### TASK DETAILS
Please print exactly the lines running from the one that contains "Tag a point on every instance of the large" to the end of the data, with both lines included.

### Coordinate annotation records
* begin *
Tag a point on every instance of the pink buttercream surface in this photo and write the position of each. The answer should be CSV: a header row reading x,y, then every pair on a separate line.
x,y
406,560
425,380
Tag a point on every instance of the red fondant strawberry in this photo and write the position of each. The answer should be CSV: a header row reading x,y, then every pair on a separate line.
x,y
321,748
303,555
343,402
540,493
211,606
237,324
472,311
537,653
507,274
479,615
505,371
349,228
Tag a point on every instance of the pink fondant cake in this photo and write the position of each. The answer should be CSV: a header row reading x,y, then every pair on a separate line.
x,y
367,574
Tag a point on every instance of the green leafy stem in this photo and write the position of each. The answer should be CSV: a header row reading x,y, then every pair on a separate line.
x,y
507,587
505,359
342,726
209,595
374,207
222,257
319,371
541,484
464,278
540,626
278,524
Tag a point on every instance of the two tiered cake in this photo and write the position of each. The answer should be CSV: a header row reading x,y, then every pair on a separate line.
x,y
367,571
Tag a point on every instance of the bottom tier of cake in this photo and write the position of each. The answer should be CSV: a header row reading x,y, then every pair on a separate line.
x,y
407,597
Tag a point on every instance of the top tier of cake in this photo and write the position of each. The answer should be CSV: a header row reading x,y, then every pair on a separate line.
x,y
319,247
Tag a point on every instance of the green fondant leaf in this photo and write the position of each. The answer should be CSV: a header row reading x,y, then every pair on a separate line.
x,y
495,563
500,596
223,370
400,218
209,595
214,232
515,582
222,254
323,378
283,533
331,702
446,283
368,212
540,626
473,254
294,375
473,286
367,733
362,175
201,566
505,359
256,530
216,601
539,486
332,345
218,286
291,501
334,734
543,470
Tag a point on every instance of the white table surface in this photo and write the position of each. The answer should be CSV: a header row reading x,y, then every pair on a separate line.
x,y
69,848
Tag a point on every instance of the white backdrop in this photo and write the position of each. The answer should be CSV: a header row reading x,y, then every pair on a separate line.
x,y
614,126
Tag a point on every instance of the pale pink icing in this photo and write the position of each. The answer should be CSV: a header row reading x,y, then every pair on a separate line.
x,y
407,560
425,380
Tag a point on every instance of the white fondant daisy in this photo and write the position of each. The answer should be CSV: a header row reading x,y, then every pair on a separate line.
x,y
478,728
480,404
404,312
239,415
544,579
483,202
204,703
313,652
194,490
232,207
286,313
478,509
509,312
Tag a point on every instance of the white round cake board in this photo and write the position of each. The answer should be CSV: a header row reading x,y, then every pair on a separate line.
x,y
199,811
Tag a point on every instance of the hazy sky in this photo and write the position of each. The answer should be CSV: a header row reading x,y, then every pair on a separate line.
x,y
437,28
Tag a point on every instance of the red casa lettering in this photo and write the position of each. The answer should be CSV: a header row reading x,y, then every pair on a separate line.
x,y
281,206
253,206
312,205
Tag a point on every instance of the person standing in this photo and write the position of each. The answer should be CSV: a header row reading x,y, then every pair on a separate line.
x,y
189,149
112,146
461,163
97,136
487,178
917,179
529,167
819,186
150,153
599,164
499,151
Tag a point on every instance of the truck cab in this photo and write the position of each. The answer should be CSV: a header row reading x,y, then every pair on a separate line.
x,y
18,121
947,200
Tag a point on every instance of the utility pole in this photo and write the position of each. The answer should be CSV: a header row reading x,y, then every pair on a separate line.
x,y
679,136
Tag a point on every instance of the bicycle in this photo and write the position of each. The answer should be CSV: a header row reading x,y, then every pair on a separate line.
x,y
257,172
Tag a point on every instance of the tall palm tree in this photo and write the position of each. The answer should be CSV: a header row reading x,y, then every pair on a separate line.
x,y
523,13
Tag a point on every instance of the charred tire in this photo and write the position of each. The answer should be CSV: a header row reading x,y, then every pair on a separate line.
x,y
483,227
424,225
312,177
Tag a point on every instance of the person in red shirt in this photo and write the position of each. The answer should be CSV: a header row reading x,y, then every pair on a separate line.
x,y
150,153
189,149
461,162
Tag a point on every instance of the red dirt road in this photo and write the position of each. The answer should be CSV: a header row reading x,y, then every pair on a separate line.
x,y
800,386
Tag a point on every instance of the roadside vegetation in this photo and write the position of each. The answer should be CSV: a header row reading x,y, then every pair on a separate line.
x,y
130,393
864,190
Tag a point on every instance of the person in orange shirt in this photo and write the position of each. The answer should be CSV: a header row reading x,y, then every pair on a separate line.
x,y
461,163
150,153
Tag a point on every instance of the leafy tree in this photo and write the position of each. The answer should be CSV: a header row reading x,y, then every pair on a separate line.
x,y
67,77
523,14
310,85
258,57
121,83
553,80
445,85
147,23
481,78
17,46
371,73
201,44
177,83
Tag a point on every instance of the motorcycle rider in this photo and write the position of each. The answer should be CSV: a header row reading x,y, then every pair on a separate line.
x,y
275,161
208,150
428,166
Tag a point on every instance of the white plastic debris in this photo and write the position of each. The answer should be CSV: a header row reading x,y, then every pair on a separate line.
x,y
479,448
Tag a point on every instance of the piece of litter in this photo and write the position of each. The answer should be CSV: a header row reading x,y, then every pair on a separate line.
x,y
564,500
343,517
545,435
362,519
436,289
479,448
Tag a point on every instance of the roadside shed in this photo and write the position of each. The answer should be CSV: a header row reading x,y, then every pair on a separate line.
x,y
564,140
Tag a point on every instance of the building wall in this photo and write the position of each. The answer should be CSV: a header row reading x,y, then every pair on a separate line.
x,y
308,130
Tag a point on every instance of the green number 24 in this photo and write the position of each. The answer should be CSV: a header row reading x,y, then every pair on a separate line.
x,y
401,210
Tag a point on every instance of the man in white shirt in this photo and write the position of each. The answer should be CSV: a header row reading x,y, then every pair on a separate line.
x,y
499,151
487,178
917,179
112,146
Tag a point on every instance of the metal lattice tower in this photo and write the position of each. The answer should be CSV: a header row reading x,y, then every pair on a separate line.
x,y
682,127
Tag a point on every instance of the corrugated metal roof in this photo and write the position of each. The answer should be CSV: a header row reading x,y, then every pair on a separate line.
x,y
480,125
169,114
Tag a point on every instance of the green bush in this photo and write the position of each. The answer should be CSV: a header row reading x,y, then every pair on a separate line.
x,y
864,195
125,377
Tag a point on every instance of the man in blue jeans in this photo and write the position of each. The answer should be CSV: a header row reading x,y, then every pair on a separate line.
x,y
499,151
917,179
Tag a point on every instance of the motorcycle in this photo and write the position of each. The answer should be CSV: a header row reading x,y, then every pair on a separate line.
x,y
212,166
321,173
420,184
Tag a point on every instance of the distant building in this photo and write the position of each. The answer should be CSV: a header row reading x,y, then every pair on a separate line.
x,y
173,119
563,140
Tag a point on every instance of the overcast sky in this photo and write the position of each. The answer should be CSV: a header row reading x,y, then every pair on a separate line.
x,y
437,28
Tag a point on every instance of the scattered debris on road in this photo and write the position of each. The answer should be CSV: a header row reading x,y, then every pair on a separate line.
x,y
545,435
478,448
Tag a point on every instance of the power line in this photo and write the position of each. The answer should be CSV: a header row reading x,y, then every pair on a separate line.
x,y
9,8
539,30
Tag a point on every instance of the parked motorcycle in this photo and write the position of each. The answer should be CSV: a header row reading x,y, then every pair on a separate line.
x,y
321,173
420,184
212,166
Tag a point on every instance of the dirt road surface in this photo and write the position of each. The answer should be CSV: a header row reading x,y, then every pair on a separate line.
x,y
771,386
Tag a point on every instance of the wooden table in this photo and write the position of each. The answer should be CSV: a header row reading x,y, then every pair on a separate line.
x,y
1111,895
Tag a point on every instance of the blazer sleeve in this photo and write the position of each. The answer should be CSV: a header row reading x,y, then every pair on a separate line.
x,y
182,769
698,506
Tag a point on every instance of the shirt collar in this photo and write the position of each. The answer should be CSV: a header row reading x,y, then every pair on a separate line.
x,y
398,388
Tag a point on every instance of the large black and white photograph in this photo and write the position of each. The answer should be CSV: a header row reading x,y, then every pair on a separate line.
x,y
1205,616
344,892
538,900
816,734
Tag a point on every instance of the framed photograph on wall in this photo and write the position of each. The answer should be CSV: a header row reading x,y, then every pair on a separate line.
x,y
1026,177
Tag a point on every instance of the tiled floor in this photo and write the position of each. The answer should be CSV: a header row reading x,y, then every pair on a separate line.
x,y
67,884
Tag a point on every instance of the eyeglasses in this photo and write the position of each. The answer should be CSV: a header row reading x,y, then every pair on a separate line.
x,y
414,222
* end *
### FINISHED TASK
Tag a point on every instance of the large black and white photograph in this photo and write the position of each. The answer should be CSV: a header row reading x,y, then every pair on a separate line.
x,y
1205,616
344,892
538,900
816,734
Tag a point on every instance of the framed photograph on wall in this photo and write the position of each. The answer should be CSV: a header row reading x,y, then every pair on a separate line.
x,y
1026,177
Tag a point on every instance of the tiled floor in this photo and write the position of each. The answer should be CSV: a header row reading x,y, then every pair on a separate line.
x,y
67,884
Tag a point on every instance of the eyeglasses in this photo and write the position of each. The answer should be CSV: a header row reading x,y, then every pair on a separate line.
x,y
414,222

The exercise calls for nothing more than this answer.